Copy out the material below, starting with the line that contains "Question: Can you identify the parking" and going on through the line that contains "0, 273, 36, 328", and shift every bounding box coordinate up by 114.

● ● ●

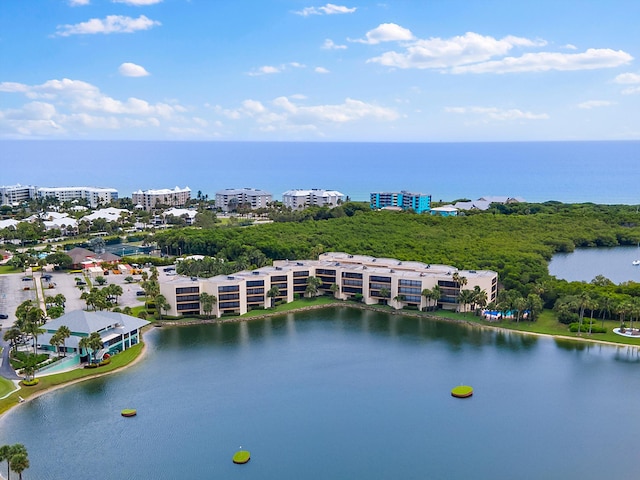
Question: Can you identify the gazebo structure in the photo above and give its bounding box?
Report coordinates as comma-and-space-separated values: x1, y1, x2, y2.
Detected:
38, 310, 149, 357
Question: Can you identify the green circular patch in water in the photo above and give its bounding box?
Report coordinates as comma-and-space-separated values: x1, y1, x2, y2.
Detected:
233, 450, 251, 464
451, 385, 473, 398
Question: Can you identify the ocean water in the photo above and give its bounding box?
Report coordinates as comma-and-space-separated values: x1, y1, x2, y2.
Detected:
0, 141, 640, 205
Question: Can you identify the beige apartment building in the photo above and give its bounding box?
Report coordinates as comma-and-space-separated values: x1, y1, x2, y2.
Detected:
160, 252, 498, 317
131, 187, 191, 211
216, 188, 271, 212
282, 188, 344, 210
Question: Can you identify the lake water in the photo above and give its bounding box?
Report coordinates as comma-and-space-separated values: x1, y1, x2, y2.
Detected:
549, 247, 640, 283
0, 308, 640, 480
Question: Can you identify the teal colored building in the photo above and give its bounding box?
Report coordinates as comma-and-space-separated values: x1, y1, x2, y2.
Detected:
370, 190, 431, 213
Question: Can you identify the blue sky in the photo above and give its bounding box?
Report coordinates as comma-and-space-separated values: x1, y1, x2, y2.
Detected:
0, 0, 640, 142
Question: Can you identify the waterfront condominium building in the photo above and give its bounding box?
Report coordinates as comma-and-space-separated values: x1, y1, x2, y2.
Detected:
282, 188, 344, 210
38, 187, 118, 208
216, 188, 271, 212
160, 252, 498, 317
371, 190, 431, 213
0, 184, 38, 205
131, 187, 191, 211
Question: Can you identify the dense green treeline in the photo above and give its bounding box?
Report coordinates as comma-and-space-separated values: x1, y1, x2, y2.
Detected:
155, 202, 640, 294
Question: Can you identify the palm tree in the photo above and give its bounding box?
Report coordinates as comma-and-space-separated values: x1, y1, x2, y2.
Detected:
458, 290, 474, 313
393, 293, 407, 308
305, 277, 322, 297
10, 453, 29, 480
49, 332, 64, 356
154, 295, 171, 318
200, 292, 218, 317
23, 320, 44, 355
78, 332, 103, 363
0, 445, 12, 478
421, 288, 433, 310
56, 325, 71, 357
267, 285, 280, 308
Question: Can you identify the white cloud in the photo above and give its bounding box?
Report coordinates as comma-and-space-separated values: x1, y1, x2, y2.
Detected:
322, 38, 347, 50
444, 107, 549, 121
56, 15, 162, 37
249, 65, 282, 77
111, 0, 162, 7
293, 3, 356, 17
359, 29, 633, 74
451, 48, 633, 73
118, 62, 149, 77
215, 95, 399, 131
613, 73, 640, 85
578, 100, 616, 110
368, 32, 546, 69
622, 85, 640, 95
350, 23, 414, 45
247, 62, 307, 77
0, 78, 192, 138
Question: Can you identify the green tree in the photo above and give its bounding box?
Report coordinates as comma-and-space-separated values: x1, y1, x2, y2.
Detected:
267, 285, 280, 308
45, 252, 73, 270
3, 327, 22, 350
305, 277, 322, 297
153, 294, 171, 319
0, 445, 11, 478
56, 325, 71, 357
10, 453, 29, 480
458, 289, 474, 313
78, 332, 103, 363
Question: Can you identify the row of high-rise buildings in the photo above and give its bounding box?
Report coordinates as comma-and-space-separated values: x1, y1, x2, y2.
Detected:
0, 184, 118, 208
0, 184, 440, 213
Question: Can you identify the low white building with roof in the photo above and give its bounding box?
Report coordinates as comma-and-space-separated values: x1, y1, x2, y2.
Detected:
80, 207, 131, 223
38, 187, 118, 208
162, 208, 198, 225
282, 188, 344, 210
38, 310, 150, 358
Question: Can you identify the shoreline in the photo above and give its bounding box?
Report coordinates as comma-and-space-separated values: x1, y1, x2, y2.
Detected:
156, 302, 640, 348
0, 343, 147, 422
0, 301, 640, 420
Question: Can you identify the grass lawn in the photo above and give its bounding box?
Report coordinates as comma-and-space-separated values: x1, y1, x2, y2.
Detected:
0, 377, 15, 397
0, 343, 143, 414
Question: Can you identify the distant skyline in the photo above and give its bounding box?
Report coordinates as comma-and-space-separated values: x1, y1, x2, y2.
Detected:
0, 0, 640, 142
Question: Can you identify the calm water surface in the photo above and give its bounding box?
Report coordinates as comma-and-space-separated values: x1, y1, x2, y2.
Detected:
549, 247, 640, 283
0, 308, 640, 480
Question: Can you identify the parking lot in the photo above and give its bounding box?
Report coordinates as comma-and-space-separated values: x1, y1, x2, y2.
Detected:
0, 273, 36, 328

● ● ●

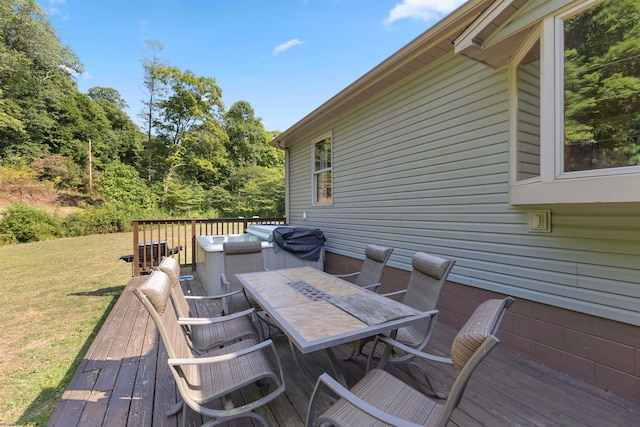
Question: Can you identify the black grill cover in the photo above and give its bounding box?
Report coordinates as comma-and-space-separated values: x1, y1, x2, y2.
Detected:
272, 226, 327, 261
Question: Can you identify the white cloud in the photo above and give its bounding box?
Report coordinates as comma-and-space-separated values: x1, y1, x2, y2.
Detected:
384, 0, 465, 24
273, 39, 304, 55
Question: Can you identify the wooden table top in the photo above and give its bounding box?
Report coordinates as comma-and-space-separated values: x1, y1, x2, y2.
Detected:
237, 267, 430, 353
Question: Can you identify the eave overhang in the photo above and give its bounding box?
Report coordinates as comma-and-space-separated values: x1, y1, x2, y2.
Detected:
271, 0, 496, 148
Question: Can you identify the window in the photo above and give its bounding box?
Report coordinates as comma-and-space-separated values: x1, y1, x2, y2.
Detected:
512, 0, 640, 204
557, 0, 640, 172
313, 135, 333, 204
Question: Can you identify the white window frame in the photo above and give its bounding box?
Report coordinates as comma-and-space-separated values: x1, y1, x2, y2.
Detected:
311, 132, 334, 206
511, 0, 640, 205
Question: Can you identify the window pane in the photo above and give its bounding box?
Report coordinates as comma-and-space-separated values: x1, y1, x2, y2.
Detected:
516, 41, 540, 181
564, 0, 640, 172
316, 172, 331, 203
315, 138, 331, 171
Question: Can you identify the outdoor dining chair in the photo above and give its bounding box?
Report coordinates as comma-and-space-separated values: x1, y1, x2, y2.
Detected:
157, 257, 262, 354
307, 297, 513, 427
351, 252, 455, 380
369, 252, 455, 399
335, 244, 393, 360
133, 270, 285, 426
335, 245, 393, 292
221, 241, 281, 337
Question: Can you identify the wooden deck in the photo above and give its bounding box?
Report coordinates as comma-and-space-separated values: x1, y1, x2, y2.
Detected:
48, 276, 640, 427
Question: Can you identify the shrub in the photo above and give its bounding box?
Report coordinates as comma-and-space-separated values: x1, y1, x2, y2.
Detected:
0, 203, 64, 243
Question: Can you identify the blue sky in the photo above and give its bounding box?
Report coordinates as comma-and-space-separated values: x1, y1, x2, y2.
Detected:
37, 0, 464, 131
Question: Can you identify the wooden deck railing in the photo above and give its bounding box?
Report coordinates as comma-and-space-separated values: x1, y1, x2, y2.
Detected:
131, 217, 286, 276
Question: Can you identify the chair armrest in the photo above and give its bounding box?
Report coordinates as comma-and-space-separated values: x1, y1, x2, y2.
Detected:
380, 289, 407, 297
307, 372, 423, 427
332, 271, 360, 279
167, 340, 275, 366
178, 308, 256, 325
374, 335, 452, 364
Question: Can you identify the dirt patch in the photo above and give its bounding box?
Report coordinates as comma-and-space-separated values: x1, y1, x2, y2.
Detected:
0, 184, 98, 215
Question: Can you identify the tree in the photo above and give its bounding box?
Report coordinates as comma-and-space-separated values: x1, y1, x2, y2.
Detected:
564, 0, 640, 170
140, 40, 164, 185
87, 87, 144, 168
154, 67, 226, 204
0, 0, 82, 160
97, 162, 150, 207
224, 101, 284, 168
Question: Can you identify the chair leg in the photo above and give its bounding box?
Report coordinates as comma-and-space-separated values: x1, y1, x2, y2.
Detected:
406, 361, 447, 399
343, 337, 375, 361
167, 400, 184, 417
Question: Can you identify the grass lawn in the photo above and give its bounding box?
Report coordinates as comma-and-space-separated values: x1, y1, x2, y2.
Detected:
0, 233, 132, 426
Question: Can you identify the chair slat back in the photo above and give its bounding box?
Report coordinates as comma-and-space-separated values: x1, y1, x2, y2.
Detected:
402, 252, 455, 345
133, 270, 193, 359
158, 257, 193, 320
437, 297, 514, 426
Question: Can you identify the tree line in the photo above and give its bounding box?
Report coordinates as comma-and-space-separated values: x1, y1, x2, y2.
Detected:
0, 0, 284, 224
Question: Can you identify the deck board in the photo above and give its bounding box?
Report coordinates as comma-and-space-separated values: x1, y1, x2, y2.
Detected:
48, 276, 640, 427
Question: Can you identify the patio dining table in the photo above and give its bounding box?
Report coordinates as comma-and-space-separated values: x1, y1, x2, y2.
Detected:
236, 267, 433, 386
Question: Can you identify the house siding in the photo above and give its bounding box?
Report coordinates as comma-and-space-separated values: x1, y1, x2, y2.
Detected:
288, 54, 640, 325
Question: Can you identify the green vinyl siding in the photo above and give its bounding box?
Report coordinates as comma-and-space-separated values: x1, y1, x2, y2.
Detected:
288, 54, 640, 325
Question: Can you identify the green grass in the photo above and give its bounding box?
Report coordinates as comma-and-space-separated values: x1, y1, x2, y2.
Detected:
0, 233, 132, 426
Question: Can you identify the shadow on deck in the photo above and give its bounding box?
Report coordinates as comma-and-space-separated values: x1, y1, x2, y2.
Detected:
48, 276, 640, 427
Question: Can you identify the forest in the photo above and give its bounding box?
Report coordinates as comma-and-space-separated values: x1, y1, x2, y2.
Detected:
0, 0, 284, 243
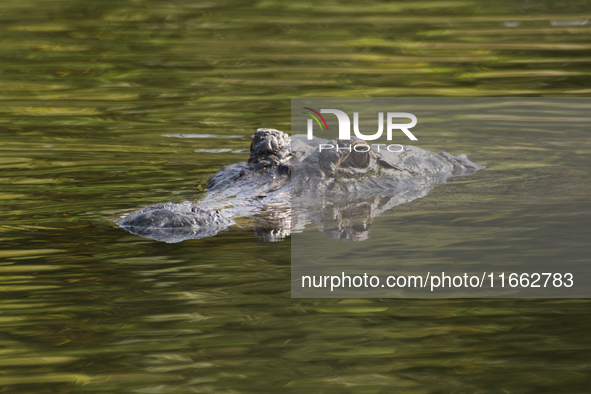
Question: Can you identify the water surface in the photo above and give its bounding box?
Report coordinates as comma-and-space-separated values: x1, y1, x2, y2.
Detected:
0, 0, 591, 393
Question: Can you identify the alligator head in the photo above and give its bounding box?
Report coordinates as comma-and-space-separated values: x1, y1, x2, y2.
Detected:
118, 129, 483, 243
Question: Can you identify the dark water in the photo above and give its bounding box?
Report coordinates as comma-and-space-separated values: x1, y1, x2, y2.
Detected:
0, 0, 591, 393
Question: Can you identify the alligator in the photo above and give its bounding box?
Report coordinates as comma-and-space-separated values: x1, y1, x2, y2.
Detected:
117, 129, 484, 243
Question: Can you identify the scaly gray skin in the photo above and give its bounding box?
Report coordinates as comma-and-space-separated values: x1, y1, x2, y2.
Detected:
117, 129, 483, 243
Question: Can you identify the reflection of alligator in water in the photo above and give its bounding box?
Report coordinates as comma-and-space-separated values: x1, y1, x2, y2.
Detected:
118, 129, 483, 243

● ● ●

### [PROBLEM SOLUTION]
Question: Can you identify the parking lot in the photo above and give its bounding box?
Report coordinates as comma-and-space-separated values: x1, y1, x2, y2.
Detected:
114, 387, 150, 442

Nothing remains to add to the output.